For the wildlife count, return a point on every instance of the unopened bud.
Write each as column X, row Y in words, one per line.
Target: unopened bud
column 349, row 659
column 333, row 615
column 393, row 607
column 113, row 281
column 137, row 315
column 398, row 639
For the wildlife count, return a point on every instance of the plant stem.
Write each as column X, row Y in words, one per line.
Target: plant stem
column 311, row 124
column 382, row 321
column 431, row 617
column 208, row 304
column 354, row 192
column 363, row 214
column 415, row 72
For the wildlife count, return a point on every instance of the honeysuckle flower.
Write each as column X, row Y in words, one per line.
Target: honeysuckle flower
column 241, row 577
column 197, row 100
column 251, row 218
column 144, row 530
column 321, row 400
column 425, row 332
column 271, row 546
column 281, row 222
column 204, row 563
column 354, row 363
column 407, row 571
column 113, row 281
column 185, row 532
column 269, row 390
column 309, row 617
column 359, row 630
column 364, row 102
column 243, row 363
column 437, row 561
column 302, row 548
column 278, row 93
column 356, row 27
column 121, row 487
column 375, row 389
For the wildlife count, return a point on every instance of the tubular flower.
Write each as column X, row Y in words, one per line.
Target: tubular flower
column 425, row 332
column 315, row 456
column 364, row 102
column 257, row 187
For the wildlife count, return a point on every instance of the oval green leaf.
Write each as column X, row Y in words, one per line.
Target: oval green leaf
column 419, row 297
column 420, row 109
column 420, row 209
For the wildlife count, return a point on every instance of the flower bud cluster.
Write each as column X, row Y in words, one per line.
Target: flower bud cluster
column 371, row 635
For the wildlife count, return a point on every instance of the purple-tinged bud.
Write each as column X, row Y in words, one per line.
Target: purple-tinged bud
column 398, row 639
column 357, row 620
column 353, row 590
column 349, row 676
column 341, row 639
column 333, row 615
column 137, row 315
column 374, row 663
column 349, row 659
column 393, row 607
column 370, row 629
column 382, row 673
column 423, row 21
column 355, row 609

------------------------

**What to produce:** Output all preceding records character for character.

**Response below:**
For the wildlife count, return a point on every instance of the unopened bud.
Write each as column X, row Y in words, one per line.
Target: unopened bud
column 349, row 659
column 333, row 615
column 393, row 607
column 113, row 281
column 137, row 315
column 398, row 639
For the wildlife count, return a point on every instance of the plant stem.
Write each as column X, row Y in words, one per line.
Target: plant stem
column 311, row 124
column 382, row 321
column 431, row 617
column 208, row 304
column 354, row 192
column 363, row 214
column 415, row 72
For the wildlife count, return a point on every instance of the honeysuckle flower.
Write each as column X, row Y in words, one per line.
Target: honeysuckle flower
column 241, row 577
column 197, row 100
column 251, row 218
column 144, row 530
column 321, row 400
column 425, row 332
column 271, row 546
column 281, row 222
column 204, row 563
column 354, row 363
column 407, row 571
column 113, row 281
column 185, row 532
column 269, row 390
column 309, row 617
column 359, row 630
column 364, row 102
column 243, row 363
column 437, row 561
column 302, row 548
column 278, row 93
column 356, row 27
column 121, row 487
column 375, row 389
For the wildlife count, return a point on every instance of the tubular flower.
Write each as column X, row Y in words, one per line.
Target: tubular flower
column 425, row 332
column 315, row 456
column 364, row 102
column 257, row 187
For the wildlife count, return a point on every instance of the oval green leaf.
Write each as column X, row Y in words, one per line.
Target: oval green leaf
column 419, row 297
column 420, row 109
column 420, row 209
For the wildlife count, return a point on every instance of the flower bud cluster.
Write each as column X, row Y in words, one per line.
Target: flower bud cluster
column 371, row 635
For the wildlife count, return a point on every instance of the purple-tinged bud.
Write each as column X, row Y in words, one per line.
Target: purple-tinged bud
column 398, row 639
column 357, row 620
column 353, row 590
column 349, row 676
column 341, row 639
column 333, row 615
column 137, row 315
column 374, row 663
column 349, row 659
column 393, row 607
column 370, row 629
column 382, row 673
column 423, row 21
column 355, row 609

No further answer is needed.